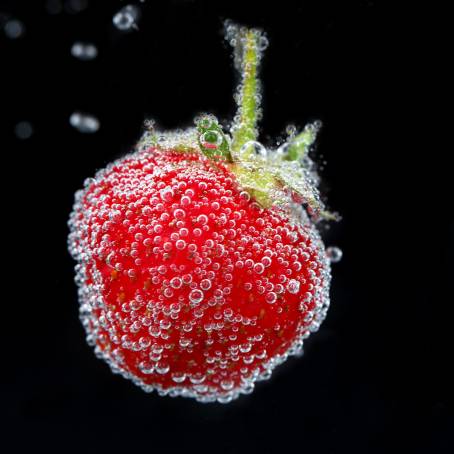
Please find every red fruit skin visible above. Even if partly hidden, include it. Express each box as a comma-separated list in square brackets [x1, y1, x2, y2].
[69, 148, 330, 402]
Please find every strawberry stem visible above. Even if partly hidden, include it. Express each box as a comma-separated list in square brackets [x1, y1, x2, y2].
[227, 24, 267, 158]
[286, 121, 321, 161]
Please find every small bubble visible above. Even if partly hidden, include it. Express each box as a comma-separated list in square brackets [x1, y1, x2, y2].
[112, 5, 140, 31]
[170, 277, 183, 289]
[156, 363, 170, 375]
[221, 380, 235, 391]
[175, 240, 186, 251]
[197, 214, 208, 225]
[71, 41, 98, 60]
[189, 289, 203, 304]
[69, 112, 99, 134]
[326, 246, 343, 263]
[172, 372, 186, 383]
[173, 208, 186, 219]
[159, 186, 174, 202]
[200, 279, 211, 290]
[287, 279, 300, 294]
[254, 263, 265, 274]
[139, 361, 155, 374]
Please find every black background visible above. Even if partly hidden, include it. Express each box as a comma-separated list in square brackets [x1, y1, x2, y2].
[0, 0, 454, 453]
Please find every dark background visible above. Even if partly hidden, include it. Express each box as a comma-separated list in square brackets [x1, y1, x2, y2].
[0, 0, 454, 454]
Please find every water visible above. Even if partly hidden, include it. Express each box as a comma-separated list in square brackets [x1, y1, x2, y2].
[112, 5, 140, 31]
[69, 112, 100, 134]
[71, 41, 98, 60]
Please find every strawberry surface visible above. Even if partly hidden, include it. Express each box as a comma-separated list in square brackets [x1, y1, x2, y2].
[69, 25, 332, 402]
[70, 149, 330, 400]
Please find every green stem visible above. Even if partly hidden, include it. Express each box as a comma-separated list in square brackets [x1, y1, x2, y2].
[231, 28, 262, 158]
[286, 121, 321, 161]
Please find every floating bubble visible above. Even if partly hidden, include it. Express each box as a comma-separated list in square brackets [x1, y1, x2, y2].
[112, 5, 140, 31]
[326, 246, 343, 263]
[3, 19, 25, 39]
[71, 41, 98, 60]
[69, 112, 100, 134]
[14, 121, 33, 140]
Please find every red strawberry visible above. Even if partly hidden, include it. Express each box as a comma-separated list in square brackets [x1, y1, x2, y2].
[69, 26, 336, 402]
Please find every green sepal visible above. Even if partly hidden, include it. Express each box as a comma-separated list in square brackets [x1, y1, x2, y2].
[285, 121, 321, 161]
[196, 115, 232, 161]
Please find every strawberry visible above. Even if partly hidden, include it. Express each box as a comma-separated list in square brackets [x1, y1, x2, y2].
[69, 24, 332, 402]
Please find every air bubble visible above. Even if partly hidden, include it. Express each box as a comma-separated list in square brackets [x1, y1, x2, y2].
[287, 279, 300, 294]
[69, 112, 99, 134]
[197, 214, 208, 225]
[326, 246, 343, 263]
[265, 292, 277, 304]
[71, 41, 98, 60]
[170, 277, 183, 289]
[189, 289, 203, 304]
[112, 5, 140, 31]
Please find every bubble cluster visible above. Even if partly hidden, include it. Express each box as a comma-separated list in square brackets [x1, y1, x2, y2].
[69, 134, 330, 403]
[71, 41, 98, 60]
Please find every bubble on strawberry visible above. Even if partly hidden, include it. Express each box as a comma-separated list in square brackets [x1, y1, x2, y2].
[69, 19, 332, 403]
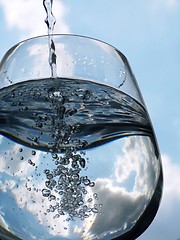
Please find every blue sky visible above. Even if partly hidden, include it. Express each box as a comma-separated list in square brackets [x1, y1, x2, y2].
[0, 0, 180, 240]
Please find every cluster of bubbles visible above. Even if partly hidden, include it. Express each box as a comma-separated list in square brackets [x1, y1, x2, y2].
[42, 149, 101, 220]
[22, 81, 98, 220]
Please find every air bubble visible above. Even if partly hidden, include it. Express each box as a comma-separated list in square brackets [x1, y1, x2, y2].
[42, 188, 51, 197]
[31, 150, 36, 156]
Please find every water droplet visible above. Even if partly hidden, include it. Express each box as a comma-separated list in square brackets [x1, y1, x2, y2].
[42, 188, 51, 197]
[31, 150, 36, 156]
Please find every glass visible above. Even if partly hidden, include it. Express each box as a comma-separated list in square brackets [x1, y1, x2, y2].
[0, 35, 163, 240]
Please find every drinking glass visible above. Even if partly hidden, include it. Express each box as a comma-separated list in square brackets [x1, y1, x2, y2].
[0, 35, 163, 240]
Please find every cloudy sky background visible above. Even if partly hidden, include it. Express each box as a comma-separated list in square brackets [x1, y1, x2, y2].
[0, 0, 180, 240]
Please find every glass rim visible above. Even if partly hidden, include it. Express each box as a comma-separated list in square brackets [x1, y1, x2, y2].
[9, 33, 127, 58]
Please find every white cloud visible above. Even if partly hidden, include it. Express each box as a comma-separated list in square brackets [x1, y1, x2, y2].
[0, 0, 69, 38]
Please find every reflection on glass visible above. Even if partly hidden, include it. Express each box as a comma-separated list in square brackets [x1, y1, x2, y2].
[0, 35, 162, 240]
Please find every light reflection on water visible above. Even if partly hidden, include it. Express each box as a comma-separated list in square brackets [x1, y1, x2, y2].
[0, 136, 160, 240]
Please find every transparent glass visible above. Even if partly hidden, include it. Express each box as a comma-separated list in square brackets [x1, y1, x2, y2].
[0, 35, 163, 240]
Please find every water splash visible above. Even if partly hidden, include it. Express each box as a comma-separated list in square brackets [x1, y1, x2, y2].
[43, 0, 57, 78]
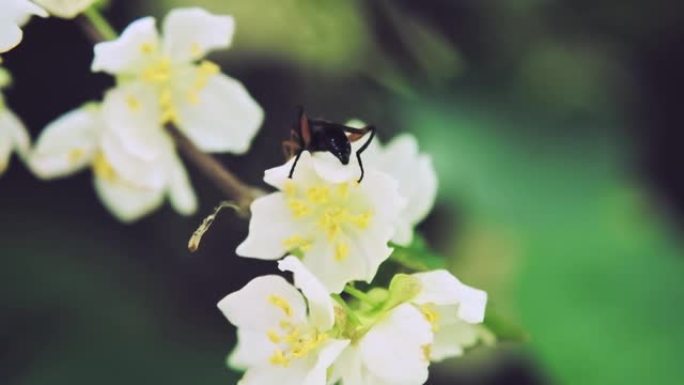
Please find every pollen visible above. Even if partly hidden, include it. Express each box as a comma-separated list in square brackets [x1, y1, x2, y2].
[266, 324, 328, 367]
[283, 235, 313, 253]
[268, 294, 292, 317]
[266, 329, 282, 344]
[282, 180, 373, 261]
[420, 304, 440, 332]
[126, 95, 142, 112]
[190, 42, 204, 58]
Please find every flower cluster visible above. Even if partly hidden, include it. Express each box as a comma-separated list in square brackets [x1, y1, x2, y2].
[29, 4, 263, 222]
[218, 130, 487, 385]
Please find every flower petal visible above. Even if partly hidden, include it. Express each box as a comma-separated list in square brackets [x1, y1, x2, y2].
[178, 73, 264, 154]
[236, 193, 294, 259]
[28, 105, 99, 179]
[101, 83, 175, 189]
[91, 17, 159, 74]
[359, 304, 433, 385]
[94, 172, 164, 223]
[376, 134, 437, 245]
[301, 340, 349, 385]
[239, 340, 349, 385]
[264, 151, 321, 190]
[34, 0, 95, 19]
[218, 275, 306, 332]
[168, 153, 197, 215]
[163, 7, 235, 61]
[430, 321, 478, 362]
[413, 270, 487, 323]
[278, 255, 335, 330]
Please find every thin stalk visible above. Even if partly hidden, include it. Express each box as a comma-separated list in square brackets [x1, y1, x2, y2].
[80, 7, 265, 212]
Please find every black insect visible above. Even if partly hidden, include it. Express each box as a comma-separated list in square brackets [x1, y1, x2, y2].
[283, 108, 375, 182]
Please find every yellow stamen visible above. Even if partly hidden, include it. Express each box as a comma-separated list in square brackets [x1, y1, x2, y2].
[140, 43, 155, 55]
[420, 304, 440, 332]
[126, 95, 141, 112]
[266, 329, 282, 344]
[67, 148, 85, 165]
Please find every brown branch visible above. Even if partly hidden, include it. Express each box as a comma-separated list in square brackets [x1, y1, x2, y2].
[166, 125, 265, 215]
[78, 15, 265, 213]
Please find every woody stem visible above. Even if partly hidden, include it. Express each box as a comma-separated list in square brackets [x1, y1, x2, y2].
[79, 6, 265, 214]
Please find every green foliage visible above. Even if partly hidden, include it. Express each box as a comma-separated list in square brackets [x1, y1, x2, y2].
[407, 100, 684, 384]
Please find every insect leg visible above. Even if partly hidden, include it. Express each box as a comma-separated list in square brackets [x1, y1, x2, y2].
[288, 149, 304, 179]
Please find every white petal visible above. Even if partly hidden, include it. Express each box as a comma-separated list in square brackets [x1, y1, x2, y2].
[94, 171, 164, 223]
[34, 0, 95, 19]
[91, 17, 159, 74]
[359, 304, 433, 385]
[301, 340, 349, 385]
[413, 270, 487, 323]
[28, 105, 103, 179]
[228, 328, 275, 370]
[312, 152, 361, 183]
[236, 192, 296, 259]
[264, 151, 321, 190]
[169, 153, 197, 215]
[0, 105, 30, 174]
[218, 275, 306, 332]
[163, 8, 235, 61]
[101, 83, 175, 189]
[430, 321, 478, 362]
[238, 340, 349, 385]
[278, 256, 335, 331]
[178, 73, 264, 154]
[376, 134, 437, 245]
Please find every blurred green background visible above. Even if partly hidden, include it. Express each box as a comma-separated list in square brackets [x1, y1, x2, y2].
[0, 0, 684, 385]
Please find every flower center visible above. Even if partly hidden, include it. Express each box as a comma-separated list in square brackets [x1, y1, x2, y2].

——

SHORT EXERCISE:
Render every line from the start of the data through the line containing "[69, 148, 330, 402]", inclusive, as a Markdown table with the columns Row and Line, skipping blank lines. Omit the pictures.

EXERCISE OUTPUT:
| Row | Line |
|---|---|
| 1 | Please find every red fruit skin visible above. Even if partly hidden, include it. Express each box as a comma-separated list in square brackets [x1, y1, x2, y2]. |
| 2 | [69, 148, 330, 402] |